● **Source text**:
If a planet has mass equal to 16 times the mass of earth, and radius equal to 4 times that of earth. The ratio of escape speed of a planet to that of earth is?
- 2:1
- 1:2
- √2:1
- 4:1
The Correct Option is A
Solution and Explanation
Solution:
The escape velocity is given by the formula: $$ v_e = \sqrt{\frac{2GM}{R}} $$ where:
$v_e$ is the escape velocity
$G$ is the gravitational constant
$M$ is the mass of the celestial body
$R$ is the radius of the celestial body
Let:
$M_p$ be the mass of the planet
$R_p$ be the radius of the planet
$M_e$ be the mass of the Earth
$R_e$ be the radius of the Earth
$v_{ep}$ be the escape velocity of the planet
$v_{ee}$ be the escape velocity of the Earth
Given:
$M_p = 16 M_e$
$R_p = 4 R_e$
Escape velocity of Earth: $$ v_{ee} = \sqrt{\frac{2GM_e}{R_e}} $$ Escape velocity of the planet: $$ v_{ep} = \sqrt{\frac{2GM_p}{R_p}} $$ Ratio: $$ \frac{v_{ep}}{v_{ee}} = \frac{\sqrt{\frac{2GM_p}{R_p}}}{\sqrt{\frac{2GM_e}{R_e}}} = \sqrt{\frac{M_p R_e}{M_e R_p}} $$ Substitute the given values: $$ \frac{v_{ep}}{v_{ee}} = \sqrt{\frac{16M_e R_e}{M_e 4R_e}} = \sqrt{\frac{16}{4}} = \sqrt{4} = 2 $$ Therefore, the ratio of the escape velocity of the planet to the escape velocity of Earth is 2:1.

● **Extracted data**:
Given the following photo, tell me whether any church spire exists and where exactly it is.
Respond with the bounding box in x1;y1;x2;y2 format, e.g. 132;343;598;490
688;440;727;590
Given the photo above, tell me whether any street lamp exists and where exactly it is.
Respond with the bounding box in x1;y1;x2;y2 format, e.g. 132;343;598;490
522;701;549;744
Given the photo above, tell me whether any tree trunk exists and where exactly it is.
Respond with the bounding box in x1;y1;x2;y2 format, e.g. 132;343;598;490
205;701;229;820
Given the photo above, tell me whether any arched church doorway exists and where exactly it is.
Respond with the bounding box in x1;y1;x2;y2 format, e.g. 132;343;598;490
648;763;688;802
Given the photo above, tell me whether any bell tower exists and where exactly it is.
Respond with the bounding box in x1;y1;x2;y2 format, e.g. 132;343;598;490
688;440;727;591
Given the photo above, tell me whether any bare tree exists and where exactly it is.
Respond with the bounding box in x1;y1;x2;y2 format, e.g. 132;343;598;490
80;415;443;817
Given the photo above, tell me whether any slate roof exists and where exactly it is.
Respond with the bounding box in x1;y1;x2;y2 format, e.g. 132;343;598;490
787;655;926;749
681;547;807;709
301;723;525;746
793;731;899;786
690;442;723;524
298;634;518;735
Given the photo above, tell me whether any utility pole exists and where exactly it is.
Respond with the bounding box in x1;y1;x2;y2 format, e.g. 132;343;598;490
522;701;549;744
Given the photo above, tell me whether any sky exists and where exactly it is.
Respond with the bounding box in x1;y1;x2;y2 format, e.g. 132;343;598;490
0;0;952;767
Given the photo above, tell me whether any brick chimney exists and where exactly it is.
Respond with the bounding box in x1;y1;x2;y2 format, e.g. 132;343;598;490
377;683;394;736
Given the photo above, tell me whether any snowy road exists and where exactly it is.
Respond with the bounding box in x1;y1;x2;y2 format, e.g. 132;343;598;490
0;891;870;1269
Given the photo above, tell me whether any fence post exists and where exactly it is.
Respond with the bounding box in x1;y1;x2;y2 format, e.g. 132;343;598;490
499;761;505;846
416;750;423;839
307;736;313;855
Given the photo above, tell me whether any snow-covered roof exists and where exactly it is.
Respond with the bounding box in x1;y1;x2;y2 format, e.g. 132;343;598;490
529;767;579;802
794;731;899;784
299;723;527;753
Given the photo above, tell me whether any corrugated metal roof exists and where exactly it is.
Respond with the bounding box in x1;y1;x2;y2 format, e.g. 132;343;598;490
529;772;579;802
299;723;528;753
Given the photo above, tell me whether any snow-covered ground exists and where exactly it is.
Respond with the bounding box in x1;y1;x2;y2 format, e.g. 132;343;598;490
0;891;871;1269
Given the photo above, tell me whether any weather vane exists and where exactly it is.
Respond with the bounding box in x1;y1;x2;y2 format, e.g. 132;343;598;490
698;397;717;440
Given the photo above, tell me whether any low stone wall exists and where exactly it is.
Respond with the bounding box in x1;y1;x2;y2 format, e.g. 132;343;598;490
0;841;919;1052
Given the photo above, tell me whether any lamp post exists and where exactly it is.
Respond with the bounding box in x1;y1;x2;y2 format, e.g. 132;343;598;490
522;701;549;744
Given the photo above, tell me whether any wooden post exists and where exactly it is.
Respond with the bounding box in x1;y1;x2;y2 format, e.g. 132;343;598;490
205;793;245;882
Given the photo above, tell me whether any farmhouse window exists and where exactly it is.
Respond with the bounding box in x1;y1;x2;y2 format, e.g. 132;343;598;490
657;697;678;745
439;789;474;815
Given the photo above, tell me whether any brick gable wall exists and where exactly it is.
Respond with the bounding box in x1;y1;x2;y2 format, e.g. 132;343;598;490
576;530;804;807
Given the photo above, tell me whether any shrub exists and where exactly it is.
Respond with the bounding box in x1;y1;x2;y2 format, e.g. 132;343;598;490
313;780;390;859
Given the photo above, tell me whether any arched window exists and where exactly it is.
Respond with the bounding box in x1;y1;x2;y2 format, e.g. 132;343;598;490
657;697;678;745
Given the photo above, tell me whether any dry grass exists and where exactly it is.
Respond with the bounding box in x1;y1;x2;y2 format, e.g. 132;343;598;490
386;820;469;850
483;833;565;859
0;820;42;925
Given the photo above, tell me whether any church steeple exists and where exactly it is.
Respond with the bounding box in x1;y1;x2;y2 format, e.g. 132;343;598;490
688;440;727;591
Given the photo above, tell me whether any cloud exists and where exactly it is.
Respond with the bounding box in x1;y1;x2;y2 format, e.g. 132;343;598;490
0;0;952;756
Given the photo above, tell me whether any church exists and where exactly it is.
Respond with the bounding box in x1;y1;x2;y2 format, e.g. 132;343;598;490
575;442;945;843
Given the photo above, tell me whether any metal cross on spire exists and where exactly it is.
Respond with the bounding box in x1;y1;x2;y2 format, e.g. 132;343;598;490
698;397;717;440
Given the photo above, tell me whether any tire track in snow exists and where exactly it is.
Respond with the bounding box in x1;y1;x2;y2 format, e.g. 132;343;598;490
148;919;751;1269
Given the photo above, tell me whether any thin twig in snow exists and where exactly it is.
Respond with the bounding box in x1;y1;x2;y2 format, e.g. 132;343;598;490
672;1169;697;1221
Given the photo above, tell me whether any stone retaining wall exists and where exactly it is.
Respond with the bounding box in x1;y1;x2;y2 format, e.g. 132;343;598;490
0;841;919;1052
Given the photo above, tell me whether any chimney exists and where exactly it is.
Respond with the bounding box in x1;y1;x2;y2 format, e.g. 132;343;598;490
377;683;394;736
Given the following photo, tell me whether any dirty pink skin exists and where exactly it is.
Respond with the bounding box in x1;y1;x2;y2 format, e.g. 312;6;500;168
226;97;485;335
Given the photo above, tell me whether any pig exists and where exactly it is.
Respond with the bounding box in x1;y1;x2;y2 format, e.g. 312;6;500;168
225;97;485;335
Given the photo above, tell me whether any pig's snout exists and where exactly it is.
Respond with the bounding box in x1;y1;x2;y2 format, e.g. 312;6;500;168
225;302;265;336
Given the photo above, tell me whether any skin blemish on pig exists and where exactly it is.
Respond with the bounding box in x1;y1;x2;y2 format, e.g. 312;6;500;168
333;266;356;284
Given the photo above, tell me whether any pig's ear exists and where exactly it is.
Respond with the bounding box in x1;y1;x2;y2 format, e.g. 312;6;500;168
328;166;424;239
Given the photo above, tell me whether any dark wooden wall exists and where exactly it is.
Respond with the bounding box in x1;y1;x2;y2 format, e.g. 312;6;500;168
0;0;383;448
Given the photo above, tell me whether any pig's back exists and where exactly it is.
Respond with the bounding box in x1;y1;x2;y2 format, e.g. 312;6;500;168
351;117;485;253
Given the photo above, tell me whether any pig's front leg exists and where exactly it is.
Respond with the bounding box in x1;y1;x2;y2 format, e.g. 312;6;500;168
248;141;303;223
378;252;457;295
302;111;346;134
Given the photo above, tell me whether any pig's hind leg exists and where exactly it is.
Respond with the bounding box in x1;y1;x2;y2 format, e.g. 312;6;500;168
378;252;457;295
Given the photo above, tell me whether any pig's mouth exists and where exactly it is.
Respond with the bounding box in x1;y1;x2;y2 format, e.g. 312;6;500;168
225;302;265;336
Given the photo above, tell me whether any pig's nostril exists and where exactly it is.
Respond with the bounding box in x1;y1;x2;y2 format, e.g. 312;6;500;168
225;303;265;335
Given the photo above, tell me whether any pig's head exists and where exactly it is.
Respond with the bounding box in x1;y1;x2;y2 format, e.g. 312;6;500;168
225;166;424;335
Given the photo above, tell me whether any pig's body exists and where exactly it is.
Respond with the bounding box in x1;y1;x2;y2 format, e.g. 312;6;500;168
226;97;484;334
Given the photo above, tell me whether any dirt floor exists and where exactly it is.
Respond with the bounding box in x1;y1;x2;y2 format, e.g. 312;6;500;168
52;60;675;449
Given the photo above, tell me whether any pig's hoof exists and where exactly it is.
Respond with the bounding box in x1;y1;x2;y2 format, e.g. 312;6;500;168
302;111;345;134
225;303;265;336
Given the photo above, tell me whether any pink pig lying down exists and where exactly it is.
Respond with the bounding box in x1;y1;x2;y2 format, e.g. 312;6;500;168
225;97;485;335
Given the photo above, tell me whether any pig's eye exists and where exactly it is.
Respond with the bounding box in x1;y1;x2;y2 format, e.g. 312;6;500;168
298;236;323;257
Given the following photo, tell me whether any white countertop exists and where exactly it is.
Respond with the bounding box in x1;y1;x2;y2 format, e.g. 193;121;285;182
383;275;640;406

● **Things to do**:
**1)** From the escape speed problem, reproduce the stretch from "If a planet" through "of earth is?" word for word.
**2)** Render this sentence from the escape speed problem in Spanish: "Therefore, the ratio of the escape velocity of the planet to the escape velocity of Earth is 2:1."
**3)** List every answer choice the escape speed problem offers.

● **Answers by task**:
**1)**
If a planet has mass equal to 16 times the mass of earth, and radius equal to 4 times that of earth. The ratio of escape speed of a planet to that of earth is?

**2)** Por lo tanto, la razón entre la velocidad de escape del planeta y la velocidad de escape de la Tierra es 2:1.

**3)**
- 2:1
- 1:2
- √2:1
- 4:1